* begin Text block *
11.1 Serialization
Python
supplies a number of modules that deal with I/O operations that
serialize (save) entire Python objects to various kinds of byte
streams, and deserialize (load and recreate) Python objects back from
such streams. Serialization is also called
marshaling.
11.1.1 The marshal Module
The marshal module
supports the specific serialization tasks needed to save and reload
compiled Python files (.pyc and
.pyo). marshal only handles
instances of fundamental built-in data types:
None, numbers (plain and long integers, float,
complex), strings (plain and Unicode), code objects, and built-in
containers (tuples, lists, dictionaries) whose items are instances of
elementary types. marshal does not handle
instances of user-defined types, nor classes and instances of
classes. marshal is faster than other
serialization modules. Code objects are supported only by
marshal, not by other serialization modules.
Module marshal supplies the following functions.
dump(value,fileobj)
dumps(value)
* end Text block *
* **Direction 1**
Please copy out the records from the line with "I'd appreciate your help finding the reddish" to the line with "[0,36,940,432]", matching them character for character.
* begin Given data *
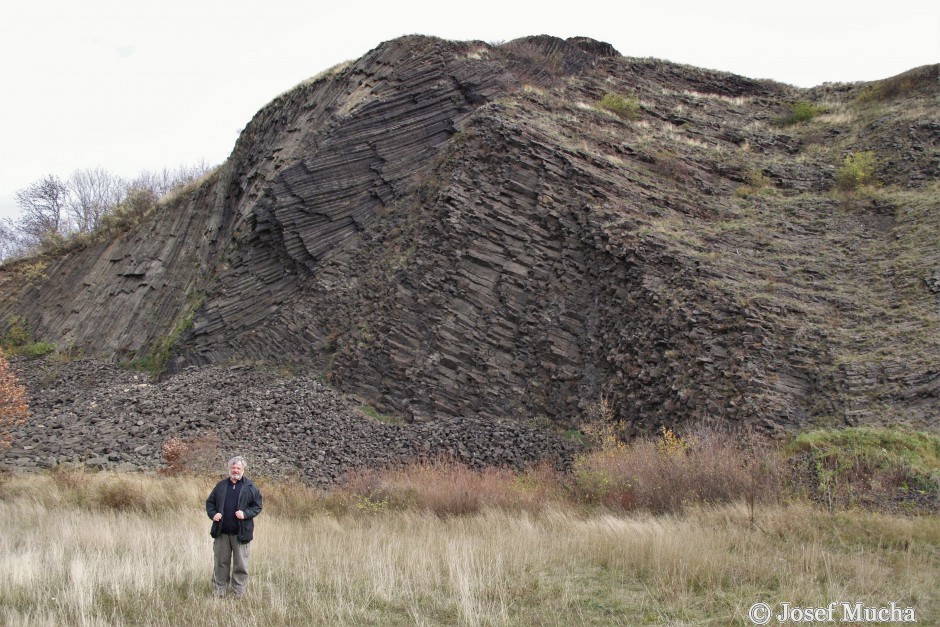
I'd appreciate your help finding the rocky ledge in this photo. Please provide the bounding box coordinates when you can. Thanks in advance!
[0,359,577,485]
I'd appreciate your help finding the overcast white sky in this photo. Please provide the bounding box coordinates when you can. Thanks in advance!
[0,0,940,223]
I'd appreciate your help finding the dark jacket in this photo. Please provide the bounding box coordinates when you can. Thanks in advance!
[206,477,261,544]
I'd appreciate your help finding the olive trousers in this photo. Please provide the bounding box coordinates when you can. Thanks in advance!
[212,533,251,597]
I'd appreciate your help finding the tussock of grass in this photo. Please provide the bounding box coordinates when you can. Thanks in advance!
[0,473,940,625]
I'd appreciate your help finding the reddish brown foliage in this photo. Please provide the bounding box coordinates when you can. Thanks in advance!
[0,350,29,449]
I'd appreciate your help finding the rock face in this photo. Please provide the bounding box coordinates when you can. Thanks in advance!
[0,36,940,456]
[0,360,578,478]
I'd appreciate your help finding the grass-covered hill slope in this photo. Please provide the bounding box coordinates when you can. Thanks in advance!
[0,36,940,432]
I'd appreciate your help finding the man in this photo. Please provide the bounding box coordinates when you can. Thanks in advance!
[206,457,261,598]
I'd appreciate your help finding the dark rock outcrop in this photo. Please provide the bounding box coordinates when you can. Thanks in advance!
[0,360,578,486]
[0,36,940,472]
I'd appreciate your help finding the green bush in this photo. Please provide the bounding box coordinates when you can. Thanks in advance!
[0,316,56,357]
[787,427,940,509]
[836,150,878,192]
[597,94,641,120]
[781,100,826,125]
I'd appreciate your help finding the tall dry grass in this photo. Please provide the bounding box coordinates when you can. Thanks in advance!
[0,473,940,625]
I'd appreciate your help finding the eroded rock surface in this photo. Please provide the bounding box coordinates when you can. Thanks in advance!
[0,36,940,463]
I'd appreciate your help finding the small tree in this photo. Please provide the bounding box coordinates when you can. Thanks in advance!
[0,350,29,449]
[14,175,69,249]
[68,168,127,233]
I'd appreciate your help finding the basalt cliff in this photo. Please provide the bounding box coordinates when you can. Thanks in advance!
[0,36,940,452]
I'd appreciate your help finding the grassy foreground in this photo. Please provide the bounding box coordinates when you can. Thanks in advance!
[0,473,940,625]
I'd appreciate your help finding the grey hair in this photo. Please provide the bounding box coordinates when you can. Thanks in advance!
[228,455,248,470]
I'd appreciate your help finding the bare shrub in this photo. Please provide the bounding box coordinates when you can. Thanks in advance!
[96,477,148,511]
[341,460,562,516]
[256,476,328,520]
[569,425,782,517]
[0,349,29,450]
[161,433,222,475]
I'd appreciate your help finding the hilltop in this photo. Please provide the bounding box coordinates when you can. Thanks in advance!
[0,36,940,472]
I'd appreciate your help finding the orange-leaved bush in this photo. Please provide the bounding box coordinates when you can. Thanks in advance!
[0,350,29,449]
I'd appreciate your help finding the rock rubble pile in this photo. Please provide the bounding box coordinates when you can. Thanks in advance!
[0,359,576,485]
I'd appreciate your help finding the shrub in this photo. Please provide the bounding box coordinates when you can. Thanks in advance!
[341,460,561,516]
[569,426,782,516]
[597,94,641,120]
[161,434,222,475]
[787,427,940,510]
[0,350,29,449]
[779,100,826,126]
[735,169,776,197]
[836,150,878,192]
[0,316,56,357]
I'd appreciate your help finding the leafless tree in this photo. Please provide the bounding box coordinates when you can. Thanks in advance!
[0,219,24,261]
[127,163,211,199]
[68,168,127,233]
[14,175,69,249]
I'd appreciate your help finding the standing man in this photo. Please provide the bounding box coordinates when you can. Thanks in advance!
[206,457,261,598]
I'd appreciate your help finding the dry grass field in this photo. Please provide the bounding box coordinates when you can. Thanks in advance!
[0,471,940,625]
* end Given data *
* **Direction 2**
Answer these from the passage on Python serialization:
(a) What other term does it give for serialization?
(b) Which two kinds of compiled Python files is the marshal module meant to save and reload?
(c) Which type of object is supported only by marshal?

* **Worked answer 1**
I'd appreciate your help finding the reddish brown foliage in this photo. Please provide the bounding box coordinates when you can. Thanks in advance!
[0,350,29,449]
I'd appreciate your help finding the rock face in this photo. Please provide the bounding box coordinates when you can. Thanks in advance!
[0,36,940,456]
[0,360,578,478]
I'd appreciate your help finding the grass-covered hill slope in this photo. Please provide the bounding box coordinates when you can. Thanks in advance!
[0,36,940,432]

* **Worked answer 2**
(a) Marshaling.
(b) .pyc and .pyo files.
(c) Code objects.